Reproduce all entries verbatim, with nothing added or dropped.
#####
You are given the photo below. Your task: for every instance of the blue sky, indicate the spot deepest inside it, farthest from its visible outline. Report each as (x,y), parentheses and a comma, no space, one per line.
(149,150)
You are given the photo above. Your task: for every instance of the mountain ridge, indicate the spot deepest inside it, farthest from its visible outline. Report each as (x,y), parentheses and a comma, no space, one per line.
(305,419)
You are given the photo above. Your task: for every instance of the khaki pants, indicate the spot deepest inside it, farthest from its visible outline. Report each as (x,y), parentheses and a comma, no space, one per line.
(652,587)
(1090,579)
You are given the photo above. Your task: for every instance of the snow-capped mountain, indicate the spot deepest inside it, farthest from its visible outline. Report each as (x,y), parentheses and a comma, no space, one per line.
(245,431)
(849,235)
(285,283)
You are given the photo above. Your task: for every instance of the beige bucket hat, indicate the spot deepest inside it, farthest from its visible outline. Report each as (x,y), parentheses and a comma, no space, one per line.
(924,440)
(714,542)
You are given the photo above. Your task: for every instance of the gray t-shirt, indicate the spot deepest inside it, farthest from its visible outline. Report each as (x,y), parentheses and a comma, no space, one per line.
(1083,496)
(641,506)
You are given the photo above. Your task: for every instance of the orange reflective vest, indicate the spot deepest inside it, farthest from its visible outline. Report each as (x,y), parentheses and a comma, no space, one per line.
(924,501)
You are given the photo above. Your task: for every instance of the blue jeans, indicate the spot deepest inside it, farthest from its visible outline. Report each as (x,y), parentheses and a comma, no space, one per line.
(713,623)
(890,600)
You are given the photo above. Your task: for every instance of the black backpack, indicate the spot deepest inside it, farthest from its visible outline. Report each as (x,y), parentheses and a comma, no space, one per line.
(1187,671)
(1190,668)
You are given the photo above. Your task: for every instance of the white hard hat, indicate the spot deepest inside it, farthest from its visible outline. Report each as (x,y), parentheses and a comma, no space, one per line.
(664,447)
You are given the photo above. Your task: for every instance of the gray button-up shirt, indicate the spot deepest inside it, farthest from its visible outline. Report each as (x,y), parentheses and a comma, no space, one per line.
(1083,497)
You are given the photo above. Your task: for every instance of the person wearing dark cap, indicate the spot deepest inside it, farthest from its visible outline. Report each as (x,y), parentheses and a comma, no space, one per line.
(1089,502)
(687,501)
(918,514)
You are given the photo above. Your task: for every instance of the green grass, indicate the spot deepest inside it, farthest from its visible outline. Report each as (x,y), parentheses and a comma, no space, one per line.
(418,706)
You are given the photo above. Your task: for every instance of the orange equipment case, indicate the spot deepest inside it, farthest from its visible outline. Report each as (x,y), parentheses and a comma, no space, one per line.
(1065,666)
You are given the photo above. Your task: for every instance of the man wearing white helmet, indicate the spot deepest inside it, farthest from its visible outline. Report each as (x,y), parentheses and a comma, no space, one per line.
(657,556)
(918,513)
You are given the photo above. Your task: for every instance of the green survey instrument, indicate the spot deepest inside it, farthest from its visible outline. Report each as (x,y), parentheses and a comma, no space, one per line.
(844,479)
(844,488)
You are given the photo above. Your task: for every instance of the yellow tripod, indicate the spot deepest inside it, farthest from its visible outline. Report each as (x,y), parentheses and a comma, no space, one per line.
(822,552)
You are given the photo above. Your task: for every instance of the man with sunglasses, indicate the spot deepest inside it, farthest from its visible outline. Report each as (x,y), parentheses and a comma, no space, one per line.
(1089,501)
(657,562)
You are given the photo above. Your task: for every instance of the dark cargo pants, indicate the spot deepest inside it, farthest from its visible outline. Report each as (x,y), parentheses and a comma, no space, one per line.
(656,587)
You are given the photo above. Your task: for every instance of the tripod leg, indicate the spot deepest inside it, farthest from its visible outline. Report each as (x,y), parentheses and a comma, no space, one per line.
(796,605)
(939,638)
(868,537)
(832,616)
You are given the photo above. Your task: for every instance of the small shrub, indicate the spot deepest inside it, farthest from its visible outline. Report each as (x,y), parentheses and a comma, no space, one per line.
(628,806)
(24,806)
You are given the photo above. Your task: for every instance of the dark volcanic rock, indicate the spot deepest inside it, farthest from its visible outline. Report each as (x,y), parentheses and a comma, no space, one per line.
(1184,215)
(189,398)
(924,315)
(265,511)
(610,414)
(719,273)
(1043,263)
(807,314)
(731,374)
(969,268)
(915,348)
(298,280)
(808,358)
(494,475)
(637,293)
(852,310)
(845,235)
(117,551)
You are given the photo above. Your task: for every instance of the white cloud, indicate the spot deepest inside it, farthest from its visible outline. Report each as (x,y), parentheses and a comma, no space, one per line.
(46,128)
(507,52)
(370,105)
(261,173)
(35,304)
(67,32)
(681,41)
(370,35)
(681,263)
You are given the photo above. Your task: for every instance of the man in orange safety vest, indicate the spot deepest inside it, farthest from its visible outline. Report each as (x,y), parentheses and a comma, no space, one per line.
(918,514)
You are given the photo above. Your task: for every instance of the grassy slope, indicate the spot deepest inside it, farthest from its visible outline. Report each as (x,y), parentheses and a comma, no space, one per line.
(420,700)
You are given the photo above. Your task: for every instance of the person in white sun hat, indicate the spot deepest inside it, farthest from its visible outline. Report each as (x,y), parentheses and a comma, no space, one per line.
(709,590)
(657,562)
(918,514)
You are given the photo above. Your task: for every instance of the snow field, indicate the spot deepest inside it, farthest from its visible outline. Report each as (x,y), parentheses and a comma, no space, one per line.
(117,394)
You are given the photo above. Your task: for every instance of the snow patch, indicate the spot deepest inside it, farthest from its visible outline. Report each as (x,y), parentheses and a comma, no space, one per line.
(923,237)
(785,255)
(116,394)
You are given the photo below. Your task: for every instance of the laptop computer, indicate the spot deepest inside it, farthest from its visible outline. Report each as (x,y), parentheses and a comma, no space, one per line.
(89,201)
#####
▶ [In response]:
You are given the photo below. Your task: for every instance of the blue sky, indicate the spot deepest inside it, farthest from its visible outline. Report each as (x,y), parentheses and a comma, no space, one per line.
(149,150)
You are given the photo above. Your task: for every instance of the mountain ridge, indicate the spot deepest inside it, farthest from its visible outline. Report each as (x,y), parentheses and a comma, no space, one per line.
(305,419)
You are given the photo above. Your task: for every instance of the khaki pants, indicate the spot deepest inside it, farthest from its visible outline. Report each as (x,y), parentheses and a comma, no space, one per line.
(652,587)
(1090,579)
You are given the photo above. Your task: for every instance of the snow-capped mountain, indicate the spot deepest inside it, farthest from its visible outline. Report each as (x,y), parentheses and a comma, no space, one per line.
(245,431)
(849,235)
(285,283)
You are given the photo above. Your task: for every instance of the beige bucket hat, indicate the spot deepest inside it, farthest from its visible outline. Report each as (x,y), parentheses and a comma, no space, one per line.
(924,440)
(714,542)
You are given the photo above. Your task: for every instance of the gray t-shirt, indicate the spot deepest inside it, farthest from its visible outline. Report each as (x,y), parentheses and a comma, no space, one per line.
(1083,496)
(641,506)
You are given the photo above. Your task: for every instance of the orange reflective vest, indicate the spot deepest inside it, farthest from its visible outline. Report each as (x,y), parentheses and a comma, no space, one per line.
(924,501)
You are given the photo above. Your task: for every instance of the blue jeans, indicate the spot deepest inside it, farthest from its visible outline. Report each as (x,y), parentheses and a comma, no space, one per line.
(713,623)
(890,600)
You are given the photo above. Your task: for every instance of the black backpack, indicate the spot deepest inside it, farthest from its visible outline. Report each as (x,y), parentheses and a comma, no space, one per line.
(1187,671)
(1190,668)
You are given the photo above. Your task: for every instance of the white hard hat, indicate the spot deepest inside it, farthest from its visible outline. Report each as (x,y), parentheses and a comma, no space, one per line.
(664,447)
You are given the photo above. Your task: for every instance of the gray button-up shirt, indicate the spot deepest inside it, farthest from its visible outline. Report each as (x,y), parentheses and a comma, no space, one per line.
(1083,497)
You are given the photo above. Your task: for every instance of the person wearing dark cap, indicate the spot deepest inside it, farthest from its visible outline. Report each as (x,y), parentheses and a comma, no space, one per line.
(1089,502)
(687,501)
(918,514)
You are given the photo above. Your task: for every instance of the green grass, indicate the spot deepest inside it, farthest from its visible outline. Report each as (x,y), parentheses and a comma, no space, one per line.
(418,706)
You are given the photo above. Your task: for every instance of the orange equipment case, indicate the spot deepest inside it, farthest from its visible outline. Report each as (x,y), parentheses and a comma, no space, one per line.
(1065,666)
You are given the photo above. Your task: for every instance of the man wearing white helmet, indicate the spot deepest inside it, farthest from its visible outline. Report each as (x,y), parentheses and a comma, no space, one per line.
(657,556)
(918,513)
You are given the photo above. Your task: for every instance of the green survey instrument, indicate the spot deepest inside it, farthest from its visible outline. Report each as (x,y), parentheses and a comma, no space, one per line.
(844,479)
(844,488)
You are given the photo above. Your task: for every instance of the yellow tripod, indicate the spot deepest inside it, farthest from its visible outline. Report each as (x,y), parentheses and a comma, no space, one per line.
(822,552)
You are given the photo above. Your task: for every instance of the man with sunglasses, indicate the spot deepest inside it, farthest from its visible outline. Report each as (x,y), parentheses and a comma, no space, one per line.
(1089,501)
(657,562)
You are given the photo above. Your task: for every instance of the dark cargo pants, indicate the spot deepest inside it, farthest from its visible outline. Report each as (x,y), parentheses and a comma, no space, one per line.
(656,587)
You are given the photo above. Your task: for every instance of the tripod leg, indicate the spot deepest inside it, farthest from its visible outline. Report each as (x,y), parentheses and a comma, no space, one per line.
(796,605)
(939,638)
(868,537)
(832,616)
You are given the photo above. Your task: for every instance of the small shrub, indicate the spot deepest inside it, farthest from its visible outline. Report each as (x,y), parentheses and a comma, no space, one per line.
(628,806)
(24,806)
You are given the photo above. Your task: for every instance of the dark volcanic rock, indicate the spot deepest inside it, farthest from its visible outline. Report each as (x,y), parentheses and a comma, no space, one per line.
(1184,215)
(189,398)
(924,315)
(265,511)
(610,414)
(719,273)
(1043,263)
(807,314)
(731,374)
(969,268)
(915,348)
(298,280)
(808,358)
(494,475)
(637,293)
(852,310)
(845,235)
(117,551)
You are given the photo above. Your task: for every instance of the white cloud, indicate the spot deepest inside it, farthest from its visible outline. Report each as (x,y), parentheses and a comma, no space, one per line.
(46,128)
(507,52)
(370,105)
(261,173)
(35,304)
(67,32)
(681,41)
(370,35)
(681,263)
You are given the photo above. Your task: for every instance of the man in orange safety vest, indicate the spot deepest inside it, farthest from its visible outline. Report each as (x,y), parentheses and a comma, no space, one per line.
(918,514)
You are given the photo above. Your task: for every instance of the grassy slope, indicate the spot deepest inside it, farthest from its visible outline. Report each as (x,y), parentheses and a comma, no space, one per line.
(420,700)
You are given the photo above. Your task: for every instance of the person in white sun hat, indicate the spot deepest inside it, farthest from its visible outline. Report each as (x,y), parentheses and a comma, no space, one per line.
(709,590)
(657,562)
(918,514)
You are given the photo above. Your task: for every instance of the snow field, indicate the spot deepest inside it, farthest from its visible outline. Report each as (x,y), parentheses and a comma, no space, one per line.
(117,394)
You are given the photo above. Your task: for every instance of the snow patch, indicate the spot deepest inside it, farthest from its visible outline. Report each as (x,y), parentheses and a comma, no space, one per line.
(923,237)
(785,255)
(116,394)
You are given the photo below. Your task: for every instance of the laptop computer, indicate the spot deepest inside it, farthest from its visible outline. Report each as (x,y), parentheses and a comma, no space, one per line.
(89,201)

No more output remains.